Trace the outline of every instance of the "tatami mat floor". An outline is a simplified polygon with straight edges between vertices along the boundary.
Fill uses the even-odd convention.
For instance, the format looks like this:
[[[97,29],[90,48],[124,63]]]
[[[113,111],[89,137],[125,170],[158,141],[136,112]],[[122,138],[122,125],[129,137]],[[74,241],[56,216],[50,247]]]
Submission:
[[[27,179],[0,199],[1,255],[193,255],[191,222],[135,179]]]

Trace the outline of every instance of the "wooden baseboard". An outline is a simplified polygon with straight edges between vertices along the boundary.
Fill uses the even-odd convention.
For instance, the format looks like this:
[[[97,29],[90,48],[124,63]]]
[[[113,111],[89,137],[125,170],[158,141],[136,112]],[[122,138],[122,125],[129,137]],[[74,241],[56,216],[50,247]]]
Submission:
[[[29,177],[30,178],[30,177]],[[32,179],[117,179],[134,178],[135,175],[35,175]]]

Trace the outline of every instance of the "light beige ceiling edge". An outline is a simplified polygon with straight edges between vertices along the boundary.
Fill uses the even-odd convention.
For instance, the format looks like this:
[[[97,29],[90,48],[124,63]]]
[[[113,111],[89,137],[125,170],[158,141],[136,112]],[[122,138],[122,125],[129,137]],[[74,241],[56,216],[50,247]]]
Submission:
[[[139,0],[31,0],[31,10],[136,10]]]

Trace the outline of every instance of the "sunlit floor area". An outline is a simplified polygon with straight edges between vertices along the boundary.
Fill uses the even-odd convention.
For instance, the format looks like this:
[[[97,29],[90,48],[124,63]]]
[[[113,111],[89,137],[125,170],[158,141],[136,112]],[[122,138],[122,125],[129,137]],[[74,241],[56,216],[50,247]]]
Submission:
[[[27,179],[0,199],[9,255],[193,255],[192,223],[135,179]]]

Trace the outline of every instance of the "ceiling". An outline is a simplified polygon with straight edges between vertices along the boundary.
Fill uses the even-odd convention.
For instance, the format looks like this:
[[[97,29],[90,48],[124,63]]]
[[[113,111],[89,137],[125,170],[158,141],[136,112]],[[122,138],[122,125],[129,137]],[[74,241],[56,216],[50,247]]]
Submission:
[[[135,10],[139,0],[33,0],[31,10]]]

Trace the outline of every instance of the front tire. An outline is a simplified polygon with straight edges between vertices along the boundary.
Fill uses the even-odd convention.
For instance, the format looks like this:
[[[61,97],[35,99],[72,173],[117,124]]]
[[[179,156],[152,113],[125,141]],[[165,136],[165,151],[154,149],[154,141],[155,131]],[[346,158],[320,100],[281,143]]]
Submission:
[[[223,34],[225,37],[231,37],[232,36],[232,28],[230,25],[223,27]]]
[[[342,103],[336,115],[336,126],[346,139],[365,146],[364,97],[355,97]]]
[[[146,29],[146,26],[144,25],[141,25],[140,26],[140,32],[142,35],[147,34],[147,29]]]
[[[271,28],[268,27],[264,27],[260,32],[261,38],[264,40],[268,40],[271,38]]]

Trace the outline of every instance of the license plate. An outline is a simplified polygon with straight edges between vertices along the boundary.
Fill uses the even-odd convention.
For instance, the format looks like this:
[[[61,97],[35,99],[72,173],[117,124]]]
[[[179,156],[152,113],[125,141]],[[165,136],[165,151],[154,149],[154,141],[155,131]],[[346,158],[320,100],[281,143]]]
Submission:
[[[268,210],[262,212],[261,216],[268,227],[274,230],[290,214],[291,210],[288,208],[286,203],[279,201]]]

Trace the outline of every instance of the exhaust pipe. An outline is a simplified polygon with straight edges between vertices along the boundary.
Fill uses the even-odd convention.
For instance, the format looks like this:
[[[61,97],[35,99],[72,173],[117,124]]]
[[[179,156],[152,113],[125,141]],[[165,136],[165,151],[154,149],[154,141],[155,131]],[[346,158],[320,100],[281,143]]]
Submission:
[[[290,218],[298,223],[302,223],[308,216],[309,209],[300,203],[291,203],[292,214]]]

#####

■ **Exercise**: Express the lines from the one containing "Trace the outline of every instance of the exhaust" through the last line above, inclusive, as a JSON list of strings with one string per line, leaving out blank lines.

■ **Exercise answer**:
[
  "Trace the outline of every instance of the exhaust pipe. An outline is a simplified polygon with straight edges between vertices along the boundary.",
  "Fill uses the even-odd convention.",
  "For instance, the format looks like this:",
  "[[[61,97],[35,99],[72,173],[117,124]]]",
  "[[[179,156],[152,113],[125,141]],[[165,136],[165,151],[154,149],[154,141],[155,131]],[[346,158],[320,100],[281,143]]]",
  "Submission:",
  "[[[290,218],[298,223],[302,223],[308,216],[309,209],[300,203],[291,203],[292,214]]]"
]